● Point localization data:
•••
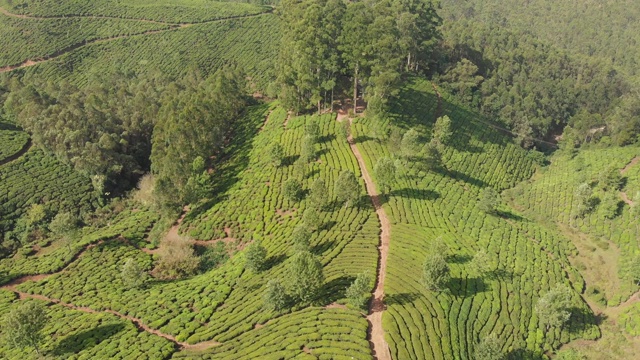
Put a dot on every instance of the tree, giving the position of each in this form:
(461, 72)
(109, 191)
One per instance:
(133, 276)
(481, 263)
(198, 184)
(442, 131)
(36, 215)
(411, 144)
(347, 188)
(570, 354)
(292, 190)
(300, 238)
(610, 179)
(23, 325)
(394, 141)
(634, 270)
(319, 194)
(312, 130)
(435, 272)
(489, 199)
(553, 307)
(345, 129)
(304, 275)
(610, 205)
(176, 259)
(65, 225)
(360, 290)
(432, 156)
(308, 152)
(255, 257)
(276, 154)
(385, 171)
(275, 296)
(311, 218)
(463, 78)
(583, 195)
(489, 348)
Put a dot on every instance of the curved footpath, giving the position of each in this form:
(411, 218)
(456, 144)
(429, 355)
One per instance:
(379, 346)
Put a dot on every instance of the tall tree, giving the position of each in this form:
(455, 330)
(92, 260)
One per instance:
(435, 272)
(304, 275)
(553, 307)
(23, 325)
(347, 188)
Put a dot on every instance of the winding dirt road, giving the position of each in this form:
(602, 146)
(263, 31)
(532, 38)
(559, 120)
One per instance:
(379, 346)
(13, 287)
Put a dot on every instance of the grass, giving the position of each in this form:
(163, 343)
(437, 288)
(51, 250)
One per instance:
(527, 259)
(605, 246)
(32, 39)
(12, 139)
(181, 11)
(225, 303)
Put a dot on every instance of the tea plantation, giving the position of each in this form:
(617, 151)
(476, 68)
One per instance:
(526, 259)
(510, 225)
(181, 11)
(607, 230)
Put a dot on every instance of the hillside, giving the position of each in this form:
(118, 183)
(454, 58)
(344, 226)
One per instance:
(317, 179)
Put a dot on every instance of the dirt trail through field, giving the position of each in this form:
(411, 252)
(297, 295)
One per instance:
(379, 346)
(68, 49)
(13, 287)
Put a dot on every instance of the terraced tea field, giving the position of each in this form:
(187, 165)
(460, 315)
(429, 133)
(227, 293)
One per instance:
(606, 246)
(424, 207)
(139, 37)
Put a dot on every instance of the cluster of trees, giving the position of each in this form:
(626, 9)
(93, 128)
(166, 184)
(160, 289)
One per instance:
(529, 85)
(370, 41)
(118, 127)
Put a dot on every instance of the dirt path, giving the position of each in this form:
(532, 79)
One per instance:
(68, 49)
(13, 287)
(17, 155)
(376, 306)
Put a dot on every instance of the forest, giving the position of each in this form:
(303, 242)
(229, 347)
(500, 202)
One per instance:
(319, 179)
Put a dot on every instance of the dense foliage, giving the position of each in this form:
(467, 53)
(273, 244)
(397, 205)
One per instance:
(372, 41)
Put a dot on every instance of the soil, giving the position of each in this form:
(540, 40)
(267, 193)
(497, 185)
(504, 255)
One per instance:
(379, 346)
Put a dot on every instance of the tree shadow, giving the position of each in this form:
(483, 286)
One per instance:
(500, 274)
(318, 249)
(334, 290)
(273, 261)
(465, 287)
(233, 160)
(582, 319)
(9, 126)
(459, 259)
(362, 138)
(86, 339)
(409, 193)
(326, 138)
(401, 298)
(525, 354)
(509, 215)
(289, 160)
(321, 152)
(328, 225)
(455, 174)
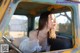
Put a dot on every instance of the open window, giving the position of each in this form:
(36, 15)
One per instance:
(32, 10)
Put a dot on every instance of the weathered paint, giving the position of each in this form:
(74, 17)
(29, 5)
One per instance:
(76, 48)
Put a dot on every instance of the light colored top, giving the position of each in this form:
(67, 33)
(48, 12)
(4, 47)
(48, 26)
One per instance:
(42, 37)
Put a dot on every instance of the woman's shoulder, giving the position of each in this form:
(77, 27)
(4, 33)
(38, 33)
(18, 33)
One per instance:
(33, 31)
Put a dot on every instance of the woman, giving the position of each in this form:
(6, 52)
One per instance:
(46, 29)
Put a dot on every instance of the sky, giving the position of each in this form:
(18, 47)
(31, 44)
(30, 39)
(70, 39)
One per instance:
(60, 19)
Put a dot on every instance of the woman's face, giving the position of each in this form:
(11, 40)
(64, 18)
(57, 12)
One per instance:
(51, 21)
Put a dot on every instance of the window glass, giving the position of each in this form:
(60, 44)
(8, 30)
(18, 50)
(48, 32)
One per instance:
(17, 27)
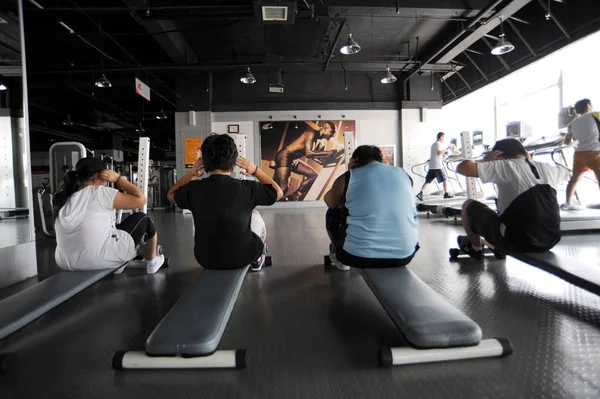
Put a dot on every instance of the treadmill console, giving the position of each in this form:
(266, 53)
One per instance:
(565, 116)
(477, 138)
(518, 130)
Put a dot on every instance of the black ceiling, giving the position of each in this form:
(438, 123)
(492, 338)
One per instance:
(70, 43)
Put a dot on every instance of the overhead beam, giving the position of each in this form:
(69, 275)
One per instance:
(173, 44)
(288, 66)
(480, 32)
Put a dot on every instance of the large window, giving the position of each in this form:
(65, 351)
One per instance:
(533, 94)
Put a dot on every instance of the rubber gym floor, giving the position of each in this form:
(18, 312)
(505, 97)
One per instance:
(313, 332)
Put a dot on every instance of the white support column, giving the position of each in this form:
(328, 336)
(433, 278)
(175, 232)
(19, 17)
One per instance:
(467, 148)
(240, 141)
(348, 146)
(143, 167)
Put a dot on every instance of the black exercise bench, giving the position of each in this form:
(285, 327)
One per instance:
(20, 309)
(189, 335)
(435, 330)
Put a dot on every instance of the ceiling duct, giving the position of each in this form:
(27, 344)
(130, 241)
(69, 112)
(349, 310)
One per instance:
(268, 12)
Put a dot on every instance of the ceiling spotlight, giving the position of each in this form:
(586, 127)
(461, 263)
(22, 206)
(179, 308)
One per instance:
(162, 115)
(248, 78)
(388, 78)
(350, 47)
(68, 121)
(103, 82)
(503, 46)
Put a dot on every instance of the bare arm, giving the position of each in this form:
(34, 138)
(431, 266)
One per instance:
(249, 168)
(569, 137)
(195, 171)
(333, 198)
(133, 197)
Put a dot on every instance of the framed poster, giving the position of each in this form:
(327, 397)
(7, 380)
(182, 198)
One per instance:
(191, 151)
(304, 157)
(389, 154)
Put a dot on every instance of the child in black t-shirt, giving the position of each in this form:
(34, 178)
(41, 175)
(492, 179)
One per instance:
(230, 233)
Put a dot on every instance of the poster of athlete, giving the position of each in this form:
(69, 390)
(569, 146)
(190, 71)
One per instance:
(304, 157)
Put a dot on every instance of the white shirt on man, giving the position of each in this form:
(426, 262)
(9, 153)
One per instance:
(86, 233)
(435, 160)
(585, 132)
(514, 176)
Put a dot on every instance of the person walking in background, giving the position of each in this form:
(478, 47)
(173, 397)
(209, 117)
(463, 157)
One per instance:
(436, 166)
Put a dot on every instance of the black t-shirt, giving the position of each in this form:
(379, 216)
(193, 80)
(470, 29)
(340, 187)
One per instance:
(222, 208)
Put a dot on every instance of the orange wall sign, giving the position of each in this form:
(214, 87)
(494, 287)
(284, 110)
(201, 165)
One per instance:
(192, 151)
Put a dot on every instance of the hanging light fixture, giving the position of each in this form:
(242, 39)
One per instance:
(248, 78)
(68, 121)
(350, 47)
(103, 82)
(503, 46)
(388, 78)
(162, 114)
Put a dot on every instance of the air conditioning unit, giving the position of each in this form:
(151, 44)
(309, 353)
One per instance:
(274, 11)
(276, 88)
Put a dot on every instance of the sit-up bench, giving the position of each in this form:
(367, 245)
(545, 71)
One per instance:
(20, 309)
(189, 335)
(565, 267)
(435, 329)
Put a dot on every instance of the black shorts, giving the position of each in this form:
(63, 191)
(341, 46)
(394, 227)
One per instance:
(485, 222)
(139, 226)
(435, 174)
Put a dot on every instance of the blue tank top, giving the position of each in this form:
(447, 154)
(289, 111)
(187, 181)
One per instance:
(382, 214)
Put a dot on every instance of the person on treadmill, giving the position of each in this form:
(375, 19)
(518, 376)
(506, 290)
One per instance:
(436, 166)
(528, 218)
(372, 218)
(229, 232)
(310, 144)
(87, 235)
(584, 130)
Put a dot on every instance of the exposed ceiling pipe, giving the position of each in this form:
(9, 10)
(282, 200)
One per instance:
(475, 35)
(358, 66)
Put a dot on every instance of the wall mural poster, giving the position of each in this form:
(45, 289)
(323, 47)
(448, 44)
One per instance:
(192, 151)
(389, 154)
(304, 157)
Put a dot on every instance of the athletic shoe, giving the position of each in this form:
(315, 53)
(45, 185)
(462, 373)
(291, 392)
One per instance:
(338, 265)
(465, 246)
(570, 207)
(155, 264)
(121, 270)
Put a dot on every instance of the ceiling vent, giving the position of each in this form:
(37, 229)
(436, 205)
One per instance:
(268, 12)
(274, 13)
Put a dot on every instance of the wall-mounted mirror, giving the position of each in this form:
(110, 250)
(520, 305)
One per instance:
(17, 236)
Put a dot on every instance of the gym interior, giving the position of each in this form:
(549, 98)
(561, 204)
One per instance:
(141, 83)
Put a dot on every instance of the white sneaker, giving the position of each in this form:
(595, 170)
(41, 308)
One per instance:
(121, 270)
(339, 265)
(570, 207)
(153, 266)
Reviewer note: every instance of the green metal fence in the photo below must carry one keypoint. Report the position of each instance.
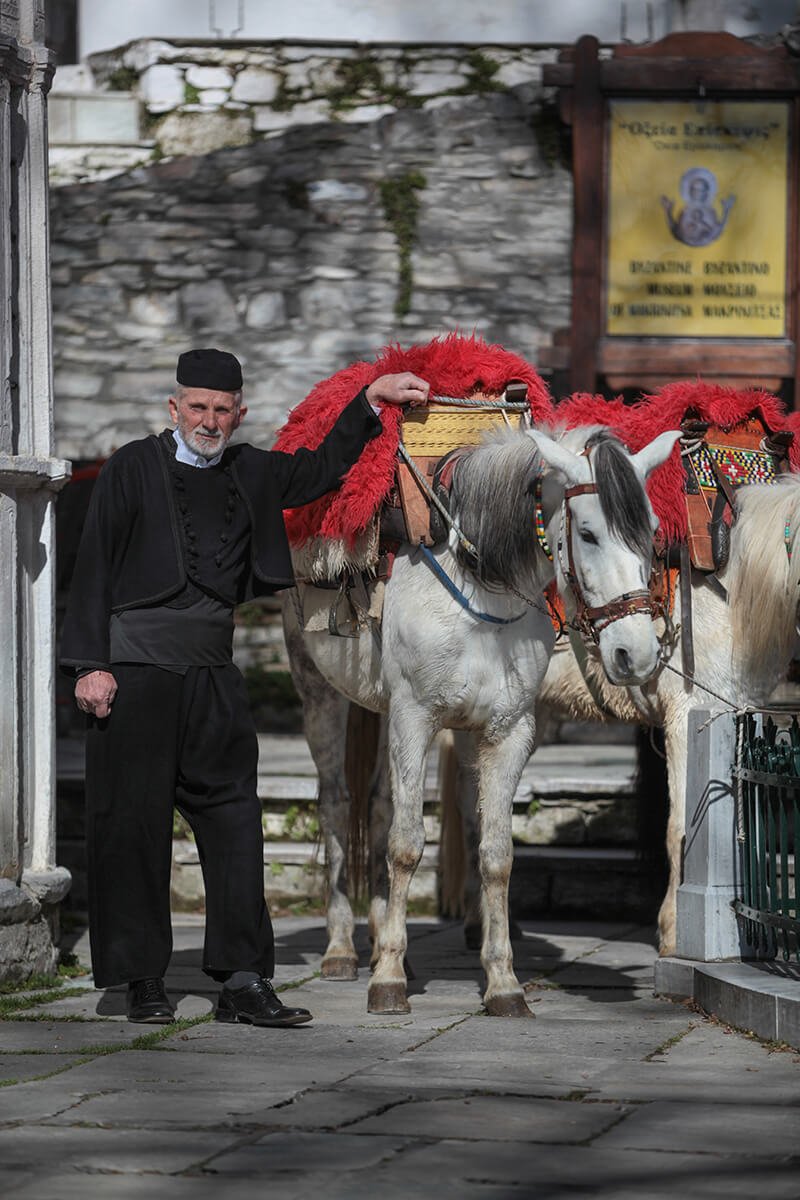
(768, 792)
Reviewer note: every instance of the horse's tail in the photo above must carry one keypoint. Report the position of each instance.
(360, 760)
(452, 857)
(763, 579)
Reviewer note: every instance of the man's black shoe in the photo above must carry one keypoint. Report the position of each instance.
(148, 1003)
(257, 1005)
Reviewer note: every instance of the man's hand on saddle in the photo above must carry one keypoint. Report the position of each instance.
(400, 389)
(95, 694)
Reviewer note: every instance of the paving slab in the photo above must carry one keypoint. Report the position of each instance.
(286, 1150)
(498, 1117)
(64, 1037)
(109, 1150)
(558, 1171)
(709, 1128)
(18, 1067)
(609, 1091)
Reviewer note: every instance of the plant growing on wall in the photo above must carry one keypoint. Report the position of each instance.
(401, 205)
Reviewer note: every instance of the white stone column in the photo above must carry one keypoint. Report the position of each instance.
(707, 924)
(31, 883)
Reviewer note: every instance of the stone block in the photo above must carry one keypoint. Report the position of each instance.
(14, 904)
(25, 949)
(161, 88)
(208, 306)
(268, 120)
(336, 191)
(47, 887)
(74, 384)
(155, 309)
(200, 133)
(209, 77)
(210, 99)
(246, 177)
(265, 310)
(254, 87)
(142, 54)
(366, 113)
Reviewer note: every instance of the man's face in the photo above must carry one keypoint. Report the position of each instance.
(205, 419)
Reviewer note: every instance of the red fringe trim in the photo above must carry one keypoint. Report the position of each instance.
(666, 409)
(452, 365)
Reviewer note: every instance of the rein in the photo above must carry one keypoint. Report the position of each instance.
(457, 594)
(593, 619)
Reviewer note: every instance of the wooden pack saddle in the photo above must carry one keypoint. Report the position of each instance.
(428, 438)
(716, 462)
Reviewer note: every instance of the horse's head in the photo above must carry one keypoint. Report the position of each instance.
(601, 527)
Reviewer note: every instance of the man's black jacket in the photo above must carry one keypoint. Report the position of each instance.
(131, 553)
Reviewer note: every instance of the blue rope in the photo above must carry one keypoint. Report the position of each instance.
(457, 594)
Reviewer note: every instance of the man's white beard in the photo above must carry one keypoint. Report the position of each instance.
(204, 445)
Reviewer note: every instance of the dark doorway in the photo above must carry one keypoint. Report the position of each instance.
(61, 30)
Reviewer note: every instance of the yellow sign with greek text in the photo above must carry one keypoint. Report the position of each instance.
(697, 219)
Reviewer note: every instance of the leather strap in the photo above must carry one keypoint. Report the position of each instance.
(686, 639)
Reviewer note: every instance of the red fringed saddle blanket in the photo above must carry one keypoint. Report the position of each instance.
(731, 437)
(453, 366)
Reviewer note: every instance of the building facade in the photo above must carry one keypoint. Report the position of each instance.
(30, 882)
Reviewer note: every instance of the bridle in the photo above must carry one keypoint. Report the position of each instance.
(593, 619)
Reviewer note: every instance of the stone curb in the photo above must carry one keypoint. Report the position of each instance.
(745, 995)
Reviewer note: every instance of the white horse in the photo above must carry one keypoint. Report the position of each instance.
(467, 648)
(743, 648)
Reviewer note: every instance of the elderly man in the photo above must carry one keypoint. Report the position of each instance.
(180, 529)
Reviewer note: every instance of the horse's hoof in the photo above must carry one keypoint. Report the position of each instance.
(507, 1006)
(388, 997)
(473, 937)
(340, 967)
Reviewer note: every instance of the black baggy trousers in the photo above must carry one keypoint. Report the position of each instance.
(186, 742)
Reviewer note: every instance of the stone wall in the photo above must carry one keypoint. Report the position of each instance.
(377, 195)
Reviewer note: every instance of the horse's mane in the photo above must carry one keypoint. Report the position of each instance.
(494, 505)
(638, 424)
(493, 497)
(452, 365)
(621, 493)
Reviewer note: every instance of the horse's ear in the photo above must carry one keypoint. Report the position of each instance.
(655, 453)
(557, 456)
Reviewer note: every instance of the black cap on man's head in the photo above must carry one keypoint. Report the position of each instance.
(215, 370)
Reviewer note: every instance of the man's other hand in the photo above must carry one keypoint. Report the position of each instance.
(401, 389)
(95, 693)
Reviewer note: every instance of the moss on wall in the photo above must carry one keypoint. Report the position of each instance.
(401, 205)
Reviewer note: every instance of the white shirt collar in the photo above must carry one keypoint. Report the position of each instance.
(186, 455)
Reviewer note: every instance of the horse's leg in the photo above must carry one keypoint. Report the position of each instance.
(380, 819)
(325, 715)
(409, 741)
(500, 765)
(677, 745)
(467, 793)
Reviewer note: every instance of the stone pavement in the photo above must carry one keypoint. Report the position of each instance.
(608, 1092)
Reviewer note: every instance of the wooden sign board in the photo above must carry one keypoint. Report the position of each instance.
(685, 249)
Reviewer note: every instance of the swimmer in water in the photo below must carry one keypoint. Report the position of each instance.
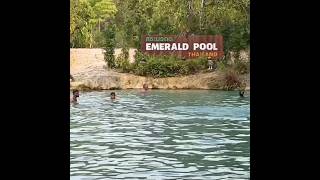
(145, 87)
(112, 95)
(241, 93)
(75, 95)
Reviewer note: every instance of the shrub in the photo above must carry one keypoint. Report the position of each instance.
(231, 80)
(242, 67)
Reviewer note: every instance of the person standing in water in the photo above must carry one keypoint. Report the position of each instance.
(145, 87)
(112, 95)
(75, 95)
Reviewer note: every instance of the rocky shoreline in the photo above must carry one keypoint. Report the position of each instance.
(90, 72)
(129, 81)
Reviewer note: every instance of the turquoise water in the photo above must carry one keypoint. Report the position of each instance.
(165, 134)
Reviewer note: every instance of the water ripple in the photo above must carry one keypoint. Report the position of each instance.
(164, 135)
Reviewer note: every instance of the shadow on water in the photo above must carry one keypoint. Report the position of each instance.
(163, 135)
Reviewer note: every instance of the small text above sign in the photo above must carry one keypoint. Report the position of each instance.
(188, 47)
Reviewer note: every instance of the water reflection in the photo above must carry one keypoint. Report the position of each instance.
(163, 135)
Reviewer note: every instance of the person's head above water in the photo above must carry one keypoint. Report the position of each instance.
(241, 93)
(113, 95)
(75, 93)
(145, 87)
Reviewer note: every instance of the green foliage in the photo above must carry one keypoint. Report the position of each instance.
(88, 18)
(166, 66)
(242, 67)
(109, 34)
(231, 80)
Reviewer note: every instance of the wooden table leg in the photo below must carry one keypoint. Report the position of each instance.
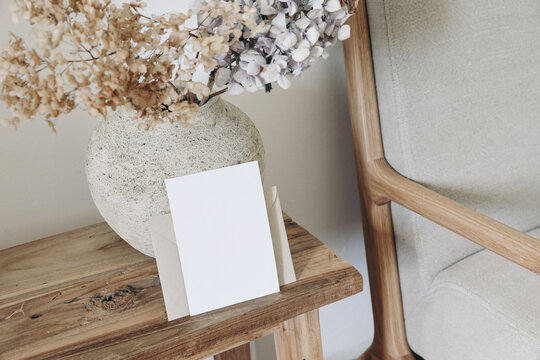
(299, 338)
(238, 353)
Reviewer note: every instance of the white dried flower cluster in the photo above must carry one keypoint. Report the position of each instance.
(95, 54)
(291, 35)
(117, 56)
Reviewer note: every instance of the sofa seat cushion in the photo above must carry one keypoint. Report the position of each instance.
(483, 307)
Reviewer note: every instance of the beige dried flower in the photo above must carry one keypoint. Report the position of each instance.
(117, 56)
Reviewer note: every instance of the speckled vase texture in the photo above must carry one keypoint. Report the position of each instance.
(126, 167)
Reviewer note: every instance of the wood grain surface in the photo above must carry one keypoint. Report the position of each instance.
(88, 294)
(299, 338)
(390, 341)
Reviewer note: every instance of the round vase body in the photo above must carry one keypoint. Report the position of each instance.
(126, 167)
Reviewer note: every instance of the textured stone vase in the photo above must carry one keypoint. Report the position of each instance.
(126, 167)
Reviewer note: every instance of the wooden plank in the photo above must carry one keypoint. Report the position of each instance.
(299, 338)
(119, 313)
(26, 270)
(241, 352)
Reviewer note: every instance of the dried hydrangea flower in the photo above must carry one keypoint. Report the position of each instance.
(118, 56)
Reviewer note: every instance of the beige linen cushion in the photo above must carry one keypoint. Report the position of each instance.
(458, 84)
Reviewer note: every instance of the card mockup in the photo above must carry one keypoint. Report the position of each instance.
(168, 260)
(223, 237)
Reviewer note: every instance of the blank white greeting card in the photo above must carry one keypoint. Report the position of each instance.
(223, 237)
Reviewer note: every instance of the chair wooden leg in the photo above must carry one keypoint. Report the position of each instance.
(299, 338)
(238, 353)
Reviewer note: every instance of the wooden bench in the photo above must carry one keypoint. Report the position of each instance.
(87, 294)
•••
● Activity:
If a line of the records above holds the word "field", show it.

● Response for this exercise:
Put a dot on every instance of the dirt trail through field, giving the position of each in this form:
Put a dot on every instance of the terraced tea field, giving the position of each in this form:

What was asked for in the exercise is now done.